----- Texte fourni -----
2.Que retient l'attention sur le personage ?(l'oeuvre: agir vertueux)

 

3.Devoir aux intellectuels africains: vaincre ou périr !(Sa vision du Temps)

La vision de l'intellectuel africain que lègue ce brillant auteur, doit se lire en termes d'une mission par rapport aux exigences du temps. Cette mission interpelle à articuler les savoirs/sciences au service de la vie, ce qui rejoint le sens de l'expression de Oui a la vie(2) du judéo-allemand du nom de Hans Jonas,Principe responsabilité. Le message invite à inscrire les finalités de compétences dans l'épanouissement du destin aussi bien que la dignité de l'Autre (altérité). Voulait-il rester fidèle à la ligne de sa pensée qui dénonce avec acharnement jusqu'à son dernier soupir les présupposés de son ennemi idéologique, le néo-libéralisme dont le mensonger principe voudrait fonder la modernité sur un dure noyau anthropologique de la subjectivité(le triomphaliste Je ); surtout lorsque celle-ci prétend se fermer à l'altérité du non-nantis. Cette critique indique les reliefs de la superficielle inclination des savoirs africains limités à reproduire les paradigmes idéologiques, sans en aller à la racine et déceler les contradictions implicites. Dans ce sens que le savant s'en prenait a cette élite qui s'emploie à convaincre sans raison; la remarque à la quelle j'ajouterais volontiers, le fait constant d'intimider,à défaut de convaincre en vérité...!
-----
Prolongez le texte ci-dessus sur la mission de l'intellectuel africain en reprenant juste après sa dernière phrase.
----- Liste des données -----
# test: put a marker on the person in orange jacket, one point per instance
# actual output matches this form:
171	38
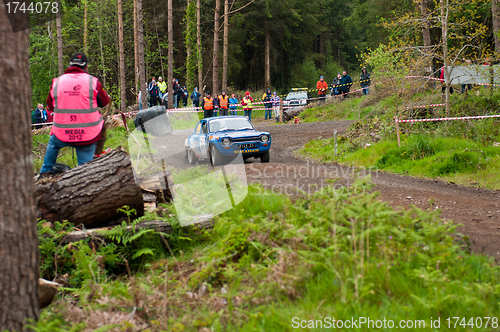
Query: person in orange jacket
322	86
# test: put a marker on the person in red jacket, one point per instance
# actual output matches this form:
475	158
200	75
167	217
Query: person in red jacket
321	86
74	99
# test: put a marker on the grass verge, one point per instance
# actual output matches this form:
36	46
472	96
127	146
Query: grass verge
338	254
456	160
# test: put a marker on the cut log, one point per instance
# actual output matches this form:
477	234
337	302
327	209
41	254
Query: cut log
203	221
90	194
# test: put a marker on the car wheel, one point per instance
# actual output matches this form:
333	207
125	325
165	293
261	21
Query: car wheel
265	157
191	157
215	156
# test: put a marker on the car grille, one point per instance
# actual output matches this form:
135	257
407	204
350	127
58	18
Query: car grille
246	139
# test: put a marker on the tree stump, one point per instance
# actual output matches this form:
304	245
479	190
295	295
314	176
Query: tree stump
92	193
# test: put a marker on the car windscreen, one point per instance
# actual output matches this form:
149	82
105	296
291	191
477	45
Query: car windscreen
229	124
296	96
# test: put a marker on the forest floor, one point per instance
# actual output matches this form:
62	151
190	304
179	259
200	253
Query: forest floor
288	173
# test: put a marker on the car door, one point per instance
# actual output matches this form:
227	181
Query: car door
194	140
204	139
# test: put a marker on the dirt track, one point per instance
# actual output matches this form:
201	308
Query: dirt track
477	209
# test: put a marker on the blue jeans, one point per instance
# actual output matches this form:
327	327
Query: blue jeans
248	113
84	153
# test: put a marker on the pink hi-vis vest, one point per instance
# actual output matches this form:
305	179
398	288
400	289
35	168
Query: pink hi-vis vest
76	114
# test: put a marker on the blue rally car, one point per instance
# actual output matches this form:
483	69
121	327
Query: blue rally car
223	137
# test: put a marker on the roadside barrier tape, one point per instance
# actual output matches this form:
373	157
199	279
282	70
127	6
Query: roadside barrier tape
451	119
426	77
423	106
442	80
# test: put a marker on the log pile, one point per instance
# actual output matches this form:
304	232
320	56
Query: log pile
90	194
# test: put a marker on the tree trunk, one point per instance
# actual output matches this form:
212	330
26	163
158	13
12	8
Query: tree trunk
215	62
267	59
158	40
136	49
85	30
18	226
426	33
444	31
92	193
123	92
170	55
198	45
59	41
140	50
188	47
225	45
495	13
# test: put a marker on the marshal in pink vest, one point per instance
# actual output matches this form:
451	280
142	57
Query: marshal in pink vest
76	115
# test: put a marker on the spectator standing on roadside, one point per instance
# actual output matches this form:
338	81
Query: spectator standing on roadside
275	102
365	80
336	85
321	86
50	114
195	97
164	100
174	92
266	98
180	95
345	84
139	99
77	121
154	94
38	116
185	95
246	102
162	85
44	114
223	103
233	105
208	106
216	104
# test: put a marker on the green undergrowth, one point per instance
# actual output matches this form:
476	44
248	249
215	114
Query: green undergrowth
338	253
451	159
464	152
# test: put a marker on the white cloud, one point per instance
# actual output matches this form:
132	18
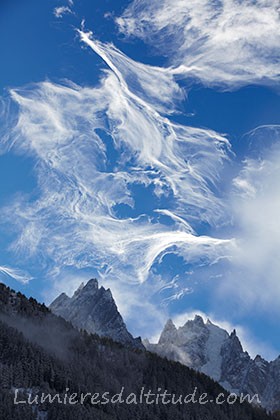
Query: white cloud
226	43
16	274
60	11
73	222
255	200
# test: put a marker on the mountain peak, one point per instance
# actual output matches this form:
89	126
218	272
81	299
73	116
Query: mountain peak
93	309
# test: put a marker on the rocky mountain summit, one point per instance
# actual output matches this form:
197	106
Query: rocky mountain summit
210	349
93	309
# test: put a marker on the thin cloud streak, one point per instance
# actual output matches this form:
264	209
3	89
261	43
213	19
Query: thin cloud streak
226	43
74	222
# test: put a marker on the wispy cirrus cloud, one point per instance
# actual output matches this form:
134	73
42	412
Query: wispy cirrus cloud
16	274
71	133
255	200
227	43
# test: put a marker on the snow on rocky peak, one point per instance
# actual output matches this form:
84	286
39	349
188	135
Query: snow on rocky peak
212	350
93	308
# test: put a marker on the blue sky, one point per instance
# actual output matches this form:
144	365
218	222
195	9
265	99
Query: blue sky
139	143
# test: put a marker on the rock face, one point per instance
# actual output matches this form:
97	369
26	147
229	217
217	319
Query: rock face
93	309
211	350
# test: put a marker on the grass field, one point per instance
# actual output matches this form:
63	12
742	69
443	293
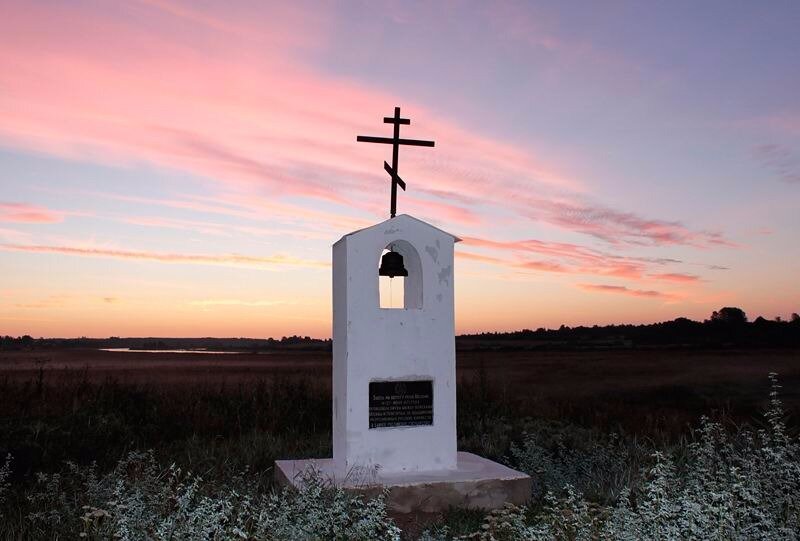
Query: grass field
218	415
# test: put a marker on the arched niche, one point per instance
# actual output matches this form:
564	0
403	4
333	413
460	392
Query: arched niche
411	285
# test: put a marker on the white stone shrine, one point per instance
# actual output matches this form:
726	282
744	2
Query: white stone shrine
394	380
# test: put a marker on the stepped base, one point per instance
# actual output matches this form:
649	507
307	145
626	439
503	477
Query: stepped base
475	483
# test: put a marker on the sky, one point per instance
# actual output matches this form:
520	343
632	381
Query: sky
182	168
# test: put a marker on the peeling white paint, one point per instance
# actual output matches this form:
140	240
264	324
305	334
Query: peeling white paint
374	344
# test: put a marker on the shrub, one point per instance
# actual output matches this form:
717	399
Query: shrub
140	500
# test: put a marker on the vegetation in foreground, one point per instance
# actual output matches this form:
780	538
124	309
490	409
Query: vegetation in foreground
718	482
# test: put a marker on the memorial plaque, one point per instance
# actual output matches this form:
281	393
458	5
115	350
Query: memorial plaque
400	403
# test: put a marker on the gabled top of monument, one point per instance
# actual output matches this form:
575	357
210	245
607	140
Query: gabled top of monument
403	218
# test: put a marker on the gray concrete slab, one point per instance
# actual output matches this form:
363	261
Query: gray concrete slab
475	483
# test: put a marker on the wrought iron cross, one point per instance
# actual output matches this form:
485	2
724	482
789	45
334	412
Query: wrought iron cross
395	142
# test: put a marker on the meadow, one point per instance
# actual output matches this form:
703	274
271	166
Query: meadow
590	426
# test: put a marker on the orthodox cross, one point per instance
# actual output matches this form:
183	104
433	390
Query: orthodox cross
395	142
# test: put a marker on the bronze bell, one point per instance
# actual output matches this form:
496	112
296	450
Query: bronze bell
392	265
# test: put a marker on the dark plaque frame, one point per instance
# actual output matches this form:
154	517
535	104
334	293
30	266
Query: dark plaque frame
400	403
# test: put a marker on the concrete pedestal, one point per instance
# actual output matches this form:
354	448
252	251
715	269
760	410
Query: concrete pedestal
475	483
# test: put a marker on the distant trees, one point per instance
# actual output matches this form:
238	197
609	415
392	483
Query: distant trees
729	315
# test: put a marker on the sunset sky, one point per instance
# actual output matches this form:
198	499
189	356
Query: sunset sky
182	168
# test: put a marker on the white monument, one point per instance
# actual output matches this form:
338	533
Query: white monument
394	372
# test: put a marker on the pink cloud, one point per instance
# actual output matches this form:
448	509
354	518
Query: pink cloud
164	257
605	288
31	214
676	277
214	93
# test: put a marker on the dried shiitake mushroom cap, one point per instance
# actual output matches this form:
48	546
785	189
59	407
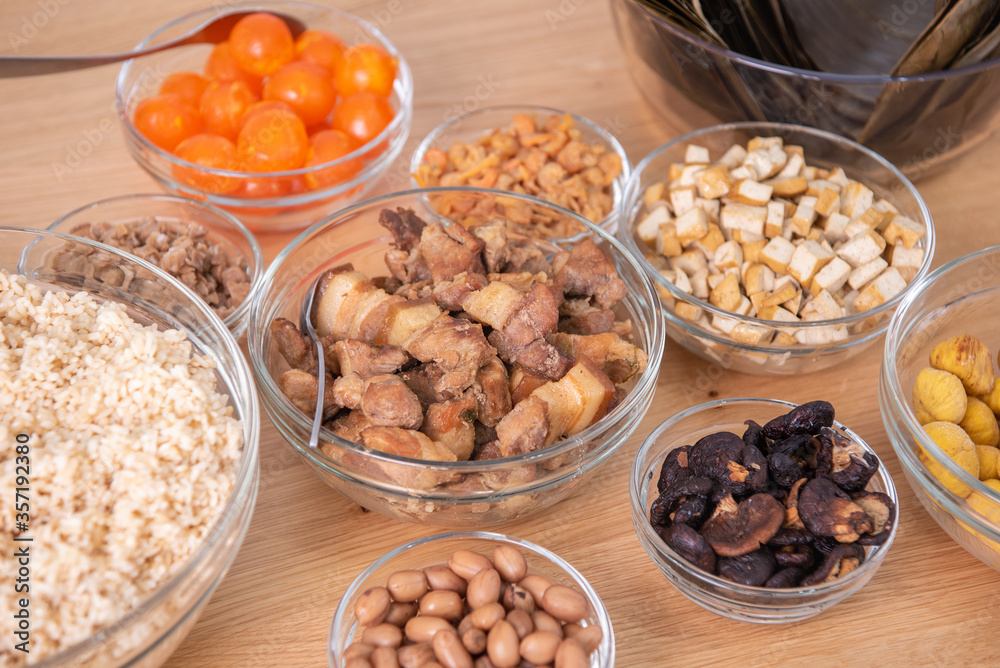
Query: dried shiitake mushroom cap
735	532
808	418
826	510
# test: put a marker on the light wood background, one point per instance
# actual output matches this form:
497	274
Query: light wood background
930	604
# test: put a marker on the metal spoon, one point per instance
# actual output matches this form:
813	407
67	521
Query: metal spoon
213	31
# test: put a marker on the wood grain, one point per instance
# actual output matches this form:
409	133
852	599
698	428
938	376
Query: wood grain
930	604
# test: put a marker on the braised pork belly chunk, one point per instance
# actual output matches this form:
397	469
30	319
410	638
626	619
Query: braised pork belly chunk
478	345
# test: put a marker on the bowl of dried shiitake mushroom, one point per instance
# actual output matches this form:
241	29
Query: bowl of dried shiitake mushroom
760	510
472	373
776	248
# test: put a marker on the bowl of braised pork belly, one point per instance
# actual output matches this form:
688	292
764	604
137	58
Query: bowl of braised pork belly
473	372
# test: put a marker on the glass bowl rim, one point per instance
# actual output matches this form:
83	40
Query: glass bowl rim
640	478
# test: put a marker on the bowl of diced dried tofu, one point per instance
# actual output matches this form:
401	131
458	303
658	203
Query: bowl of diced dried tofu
473	373
775	248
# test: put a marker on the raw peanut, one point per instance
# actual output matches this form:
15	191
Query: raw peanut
467	563
384	657
484	588
406	586
444	604
442	577
400	613
415	656
382	635
502	645
540	647
521	621
474	640
450	652
372	606
487	616
543	621
510	563
423	629
571	655
565	604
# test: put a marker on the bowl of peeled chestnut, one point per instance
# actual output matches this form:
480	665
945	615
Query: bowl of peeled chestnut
760	510
472	372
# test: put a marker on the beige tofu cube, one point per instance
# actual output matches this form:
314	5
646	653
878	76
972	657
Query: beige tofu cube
832	277
777	254
855	199
750	192
734	156
695	153
905	230
726	295
682	199
861	276
713	182
805	214
648	228
861	249
887	285
751	250
743	216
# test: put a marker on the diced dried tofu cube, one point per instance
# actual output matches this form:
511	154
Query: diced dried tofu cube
828	202
805	214
691	226
751	250
860	276
750	192
861	249
855	199
744	217
682	199
900	256
726	295
904	229
729	254
777	254
834	227
775	221
887	285
648	228
695	153
831	277
713	182
654	193
734	156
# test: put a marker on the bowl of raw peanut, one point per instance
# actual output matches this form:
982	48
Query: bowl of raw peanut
776	248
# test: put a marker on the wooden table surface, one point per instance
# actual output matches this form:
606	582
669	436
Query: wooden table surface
930	604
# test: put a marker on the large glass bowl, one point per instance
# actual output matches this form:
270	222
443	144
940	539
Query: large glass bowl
221	228
472	125
434	550
923	120
822	149
148	634
736	601
960	297
141	78
481	493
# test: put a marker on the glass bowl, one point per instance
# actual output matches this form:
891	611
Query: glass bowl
434	550
294	207
922	122
470	126
147	635
822	149
222	229
480	493
960	297
736	601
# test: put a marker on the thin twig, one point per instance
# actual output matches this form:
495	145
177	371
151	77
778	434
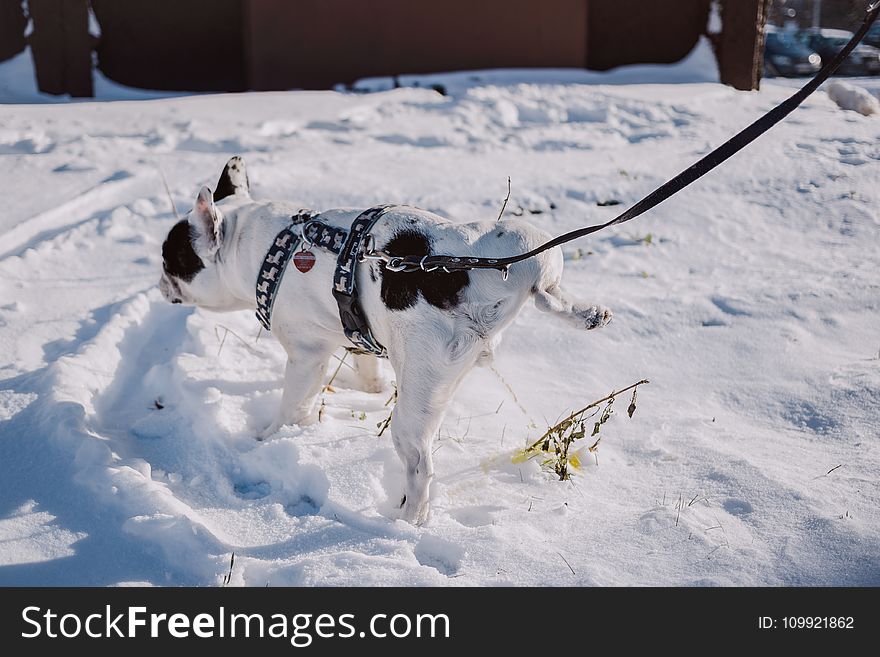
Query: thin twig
228	576
168	191
571	416
566	563
335	372
512	393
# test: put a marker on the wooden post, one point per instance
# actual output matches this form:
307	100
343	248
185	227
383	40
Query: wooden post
741	44
62	47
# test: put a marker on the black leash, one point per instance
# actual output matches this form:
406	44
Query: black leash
682	180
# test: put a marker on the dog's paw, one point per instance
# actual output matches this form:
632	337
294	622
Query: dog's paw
595	317
270	430
414	512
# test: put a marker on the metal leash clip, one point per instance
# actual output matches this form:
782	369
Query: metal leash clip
307	244
395	265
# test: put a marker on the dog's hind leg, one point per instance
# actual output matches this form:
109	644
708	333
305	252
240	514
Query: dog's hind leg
369	373
302	381
551	299
428	373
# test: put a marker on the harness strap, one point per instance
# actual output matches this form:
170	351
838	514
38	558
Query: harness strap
274	265
354	323
307	231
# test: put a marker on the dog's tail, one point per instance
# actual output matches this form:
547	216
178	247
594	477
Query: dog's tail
551	298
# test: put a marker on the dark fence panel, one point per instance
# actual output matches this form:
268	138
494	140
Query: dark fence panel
317	43
234	45
178	45
12	24
636	31
61	46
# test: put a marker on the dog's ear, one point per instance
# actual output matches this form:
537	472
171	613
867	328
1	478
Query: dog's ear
207	222
233	180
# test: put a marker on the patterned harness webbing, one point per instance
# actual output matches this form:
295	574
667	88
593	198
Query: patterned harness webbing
355	324
336	240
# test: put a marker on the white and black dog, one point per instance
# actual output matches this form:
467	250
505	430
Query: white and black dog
435	325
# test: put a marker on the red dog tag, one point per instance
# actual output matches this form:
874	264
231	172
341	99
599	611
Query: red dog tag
304	260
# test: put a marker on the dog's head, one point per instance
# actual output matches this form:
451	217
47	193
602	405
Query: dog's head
191	254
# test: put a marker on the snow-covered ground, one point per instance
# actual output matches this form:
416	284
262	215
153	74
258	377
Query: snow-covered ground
753	457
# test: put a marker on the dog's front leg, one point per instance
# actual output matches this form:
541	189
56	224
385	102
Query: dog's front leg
302	382
369	373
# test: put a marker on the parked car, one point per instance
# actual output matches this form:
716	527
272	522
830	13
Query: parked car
863	60
785	55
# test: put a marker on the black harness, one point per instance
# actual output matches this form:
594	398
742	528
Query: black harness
305	231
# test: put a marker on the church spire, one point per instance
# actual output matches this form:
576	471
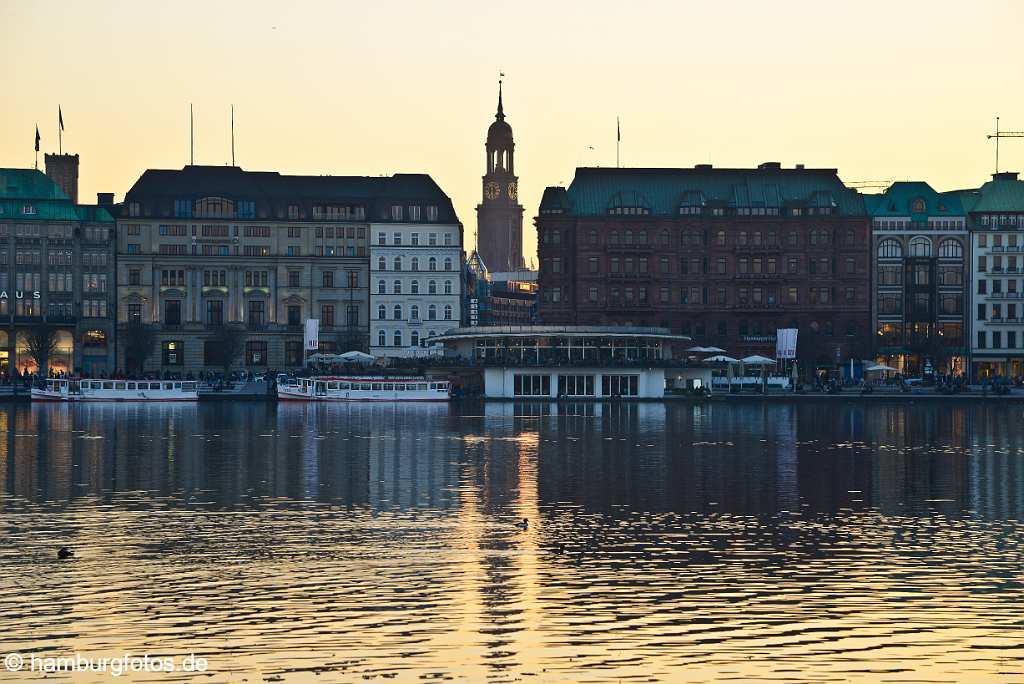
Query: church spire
501	111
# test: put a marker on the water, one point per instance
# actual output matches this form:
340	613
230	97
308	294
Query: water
791	542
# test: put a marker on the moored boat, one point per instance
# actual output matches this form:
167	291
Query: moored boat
74	389
358	388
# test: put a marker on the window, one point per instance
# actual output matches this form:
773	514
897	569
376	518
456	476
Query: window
890	249
921	247
172	312
950	249
256	352
172	352
215	311
257	313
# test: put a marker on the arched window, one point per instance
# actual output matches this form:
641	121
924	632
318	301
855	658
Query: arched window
921	247
890	249
950	249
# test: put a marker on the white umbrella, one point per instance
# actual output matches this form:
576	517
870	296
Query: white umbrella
356	356
881	368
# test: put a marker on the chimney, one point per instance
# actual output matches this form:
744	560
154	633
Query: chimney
62	169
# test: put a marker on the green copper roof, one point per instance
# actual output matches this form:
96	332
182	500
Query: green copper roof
662	191
29	195
1004	194
902	200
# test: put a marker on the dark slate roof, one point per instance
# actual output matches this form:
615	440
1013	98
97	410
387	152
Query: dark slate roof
662	191
31	186
157	189
899	198
1005	193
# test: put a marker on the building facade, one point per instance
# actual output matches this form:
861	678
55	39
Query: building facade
920	279
996	222
499	216
416	266
56	279
727	256
208	252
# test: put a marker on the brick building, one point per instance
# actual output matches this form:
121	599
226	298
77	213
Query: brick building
724	255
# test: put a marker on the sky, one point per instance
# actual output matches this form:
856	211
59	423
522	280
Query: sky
881	90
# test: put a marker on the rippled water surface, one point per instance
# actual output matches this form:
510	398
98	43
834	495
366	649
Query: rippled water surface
834	542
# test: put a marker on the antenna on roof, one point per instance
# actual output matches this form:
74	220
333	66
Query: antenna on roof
1003	134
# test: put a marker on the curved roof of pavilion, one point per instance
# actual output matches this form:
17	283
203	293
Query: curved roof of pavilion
556	331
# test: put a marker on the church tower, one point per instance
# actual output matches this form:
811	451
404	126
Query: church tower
499	216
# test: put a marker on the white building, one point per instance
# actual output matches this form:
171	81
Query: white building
997	293
416	273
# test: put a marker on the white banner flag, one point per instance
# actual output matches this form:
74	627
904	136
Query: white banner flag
312	335
785	343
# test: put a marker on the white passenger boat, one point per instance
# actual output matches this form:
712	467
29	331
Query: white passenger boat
73	389
355	388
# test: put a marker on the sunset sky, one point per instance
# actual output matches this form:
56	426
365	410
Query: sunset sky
880	90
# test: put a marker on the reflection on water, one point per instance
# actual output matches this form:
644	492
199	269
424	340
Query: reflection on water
799	542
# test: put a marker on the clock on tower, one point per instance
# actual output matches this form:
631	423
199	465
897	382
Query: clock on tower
-----
Réponse >>
Je laisse la parole conclusive à l'illustre disparu,en reprenant un extrait tiré de sa qu'aura reprise le long témoignage du Pr Esobga(?); cet extrait ouvre une perspective créatrice à titre de testament qui met le savant africain au défi de répondre par rapport à son milieu,son temps et à lui-même:

"Les Africains ont le devoir de contribuer aujourd'hui à faire de leur continent un centre de référence et un pole de d'excellence en matière de savoir scientifique.C'est une question de vie ou de mort pour des millions d'hommes et femmes d'Afrique. Ici, comme ailleurs,la science doit se définir en assumant le souci d'autrui. Ce défi s'impose plus que jamais dans un système mondial qui repose sur une rationalité trompeuse et mutilée qui débouche sur une jungle de la globalisation ou les plus forts détruisent les plus faibles. Dès lors face a la barbarie rampante, il importe d'assumer les taches qui s'imposent à l'intelligence pour inventer la science au service de la vie et la dignité de l'être humain. Au moment ou nombreux acteurs prennent conscience qu'il n'existe pas qu'une seule recette de la réussite, les chercheurs africains doivent méditer plus que jamais, le testament de Frantz Fanon: " Chaque génération doit dans une relative opacité découvrir sa mission, la remplir ou la trahir"(Frantz Fanon, Les damnées de la terre, Paris, Gallimard, 1961; Cité par Jean Marc Ela, L'Afrique a l'ère du savoir, Sciences, Société et pouvoir, Paris, L'Harmattan, 2006, pp.406-467).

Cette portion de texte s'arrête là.